▸ **Records from a data source**

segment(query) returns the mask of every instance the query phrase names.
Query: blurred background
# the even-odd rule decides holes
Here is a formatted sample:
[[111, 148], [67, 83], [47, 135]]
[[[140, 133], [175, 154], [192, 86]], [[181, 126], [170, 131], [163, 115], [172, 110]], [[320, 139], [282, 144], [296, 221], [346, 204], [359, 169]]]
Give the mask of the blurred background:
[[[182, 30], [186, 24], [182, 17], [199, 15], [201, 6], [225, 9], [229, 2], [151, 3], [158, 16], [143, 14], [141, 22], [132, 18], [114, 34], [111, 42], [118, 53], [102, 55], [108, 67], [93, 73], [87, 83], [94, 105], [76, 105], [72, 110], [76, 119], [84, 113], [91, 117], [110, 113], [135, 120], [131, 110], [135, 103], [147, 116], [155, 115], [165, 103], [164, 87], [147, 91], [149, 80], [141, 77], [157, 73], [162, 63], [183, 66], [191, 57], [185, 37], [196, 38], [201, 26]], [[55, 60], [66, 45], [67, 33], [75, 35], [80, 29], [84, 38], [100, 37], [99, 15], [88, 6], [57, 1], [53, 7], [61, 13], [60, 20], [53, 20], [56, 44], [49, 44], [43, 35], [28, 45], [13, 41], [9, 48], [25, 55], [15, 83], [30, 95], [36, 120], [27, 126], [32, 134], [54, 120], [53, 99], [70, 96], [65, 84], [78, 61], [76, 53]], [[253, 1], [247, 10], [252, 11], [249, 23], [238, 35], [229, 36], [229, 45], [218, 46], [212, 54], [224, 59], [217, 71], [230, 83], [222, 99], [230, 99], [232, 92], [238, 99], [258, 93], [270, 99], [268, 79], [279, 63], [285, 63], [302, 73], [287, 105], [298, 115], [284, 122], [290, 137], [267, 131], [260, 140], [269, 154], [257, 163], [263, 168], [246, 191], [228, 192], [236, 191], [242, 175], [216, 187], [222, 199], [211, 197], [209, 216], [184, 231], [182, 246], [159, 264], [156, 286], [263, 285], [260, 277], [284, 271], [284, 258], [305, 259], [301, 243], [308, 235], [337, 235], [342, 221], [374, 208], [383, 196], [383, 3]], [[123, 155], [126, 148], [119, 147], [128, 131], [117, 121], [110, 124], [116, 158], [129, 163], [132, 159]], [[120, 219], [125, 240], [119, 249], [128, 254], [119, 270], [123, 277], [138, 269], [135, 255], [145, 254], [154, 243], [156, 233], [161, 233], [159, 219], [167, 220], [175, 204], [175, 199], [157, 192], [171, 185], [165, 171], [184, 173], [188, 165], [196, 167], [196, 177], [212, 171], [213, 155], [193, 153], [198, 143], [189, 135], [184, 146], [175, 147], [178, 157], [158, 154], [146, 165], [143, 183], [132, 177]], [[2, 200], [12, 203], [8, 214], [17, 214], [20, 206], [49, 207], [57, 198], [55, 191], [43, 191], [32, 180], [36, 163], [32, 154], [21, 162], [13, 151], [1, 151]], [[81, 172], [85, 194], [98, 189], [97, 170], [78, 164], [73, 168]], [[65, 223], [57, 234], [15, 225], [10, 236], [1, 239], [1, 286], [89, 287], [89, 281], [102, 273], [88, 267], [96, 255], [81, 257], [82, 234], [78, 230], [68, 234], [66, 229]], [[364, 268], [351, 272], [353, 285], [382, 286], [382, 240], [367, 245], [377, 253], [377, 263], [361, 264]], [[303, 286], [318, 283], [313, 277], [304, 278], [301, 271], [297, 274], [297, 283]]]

▸ **What the exercise asks**
What do the lines above say from the one containing "# the even-odd rule decides holes" down to the one containing "204], [359, 169]]]"? Return them exactly, both end lines included, and only them.

▸ **Result of this exercise**
# the even-odd rule decides holes
Here is a formatted sample:
[[111, 148], [67, 83], [47, 135]]
[[[140, 133], [175, 154], [192, 86]], [[181, 126], [170, 131], [163, 115], [172, 110]], [[320, 139], [282, 144], [296, 221], [346, 204], [359, 169]]]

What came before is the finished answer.